(Records of labeled boxes)
----------------

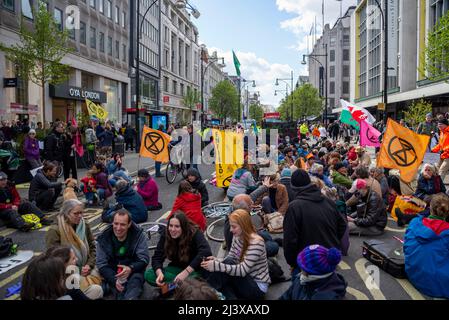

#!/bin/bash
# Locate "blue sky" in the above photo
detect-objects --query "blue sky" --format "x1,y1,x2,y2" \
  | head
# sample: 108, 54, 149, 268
189, 0, 356, 107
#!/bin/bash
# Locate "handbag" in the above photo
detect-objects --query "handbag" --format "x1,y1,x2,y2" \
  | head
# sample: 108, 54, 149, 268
263, 212, 284, 233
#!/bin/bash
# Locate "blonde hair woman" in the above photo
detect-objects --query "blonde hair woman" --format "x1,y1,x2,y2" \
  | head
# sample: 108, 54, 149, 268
201, 209, 271, 299
46, 199, 103, 300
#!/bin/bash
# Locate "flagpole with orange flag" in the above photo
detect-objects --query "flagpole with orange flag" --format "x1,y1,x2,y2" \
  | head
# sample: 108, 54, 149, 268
377, 118, 430, 183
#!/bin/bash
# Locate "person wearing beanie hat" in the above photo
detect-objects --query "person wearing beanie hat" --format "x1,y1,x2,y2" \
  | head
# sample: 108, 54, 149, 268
186, 168, 209, 207
280, 245, 348, 300
432, 118, 449, 181
106, 179, 148, 223
137, 169, 162, 211
331, 162, 352, 189
346, 179, 387, 236
283, 169, 347, 276
23, 129, 42, 169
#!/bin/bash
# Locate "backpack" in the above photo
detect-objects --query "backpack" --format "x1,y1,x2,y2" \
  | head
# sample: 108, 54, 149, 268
267, 258, 290, 284
0, 236, 17, 259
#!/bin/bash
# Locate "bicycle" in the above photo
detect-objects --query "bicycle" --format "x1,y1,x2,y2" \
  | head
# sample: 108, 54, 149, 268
165, 146, 187, 184
138, 221, 167, 250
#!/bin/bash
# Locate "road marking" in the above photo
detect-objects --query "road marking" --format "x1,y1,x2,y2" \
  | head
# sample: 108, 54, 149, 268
396, 279, 426, 300
346, 287, 369, 300
156, 210, 171, 222
0, 252, 42, 288
338, 260, 351, 270
0, 228, 17, 237
355, 258, 386, 300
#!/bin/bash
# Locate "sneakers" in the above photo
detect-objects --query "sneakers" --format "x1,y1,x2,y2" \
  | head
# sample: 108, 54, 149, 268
19, 222, 34, 232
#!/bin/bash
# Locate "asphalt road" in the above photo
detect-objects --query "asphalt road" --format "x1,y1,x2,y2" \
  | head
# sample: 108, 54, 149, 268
0, 161, 440, 300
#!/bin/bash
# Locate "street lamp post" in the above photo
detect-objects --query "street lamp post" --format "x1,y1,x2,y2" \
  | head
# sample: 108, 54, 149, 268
301, 43, 328, 125
275, 70, 293, 121
135, 0, 159, 153
374, 0, 389, 124
200, 47, 225, 130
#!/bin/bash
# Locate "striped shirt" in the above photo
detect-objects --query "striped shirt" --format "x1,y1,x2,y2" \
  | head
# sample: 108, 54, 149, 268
213, 237, 271, 284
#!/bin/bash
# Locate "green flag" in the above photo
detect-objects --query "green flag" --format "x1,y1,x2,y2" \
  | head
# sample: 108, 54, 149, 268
232, 50, 240, 77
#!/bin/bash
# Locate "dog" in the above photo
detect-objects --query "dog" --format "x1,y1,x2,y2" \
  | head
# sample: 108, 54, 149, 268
63, 178, 78, 201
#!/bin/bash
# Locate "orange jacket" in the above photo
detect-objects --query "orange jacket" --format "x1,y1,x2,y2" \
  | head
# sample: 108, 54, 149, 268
432, 127, 449, 159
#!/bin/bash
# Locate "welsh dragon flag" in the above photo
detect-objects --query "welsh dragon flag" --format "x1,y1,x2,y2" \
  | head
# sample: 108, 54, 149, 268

----------------

List every line in the entries above that contains the word "jacket", copying each line in full. Case counts.

PROBLEM SOLUTION
# Locate "orange jacket" in the above photo
detect-objects --query "orange jacket" --format "x1,y1,x2,y2" \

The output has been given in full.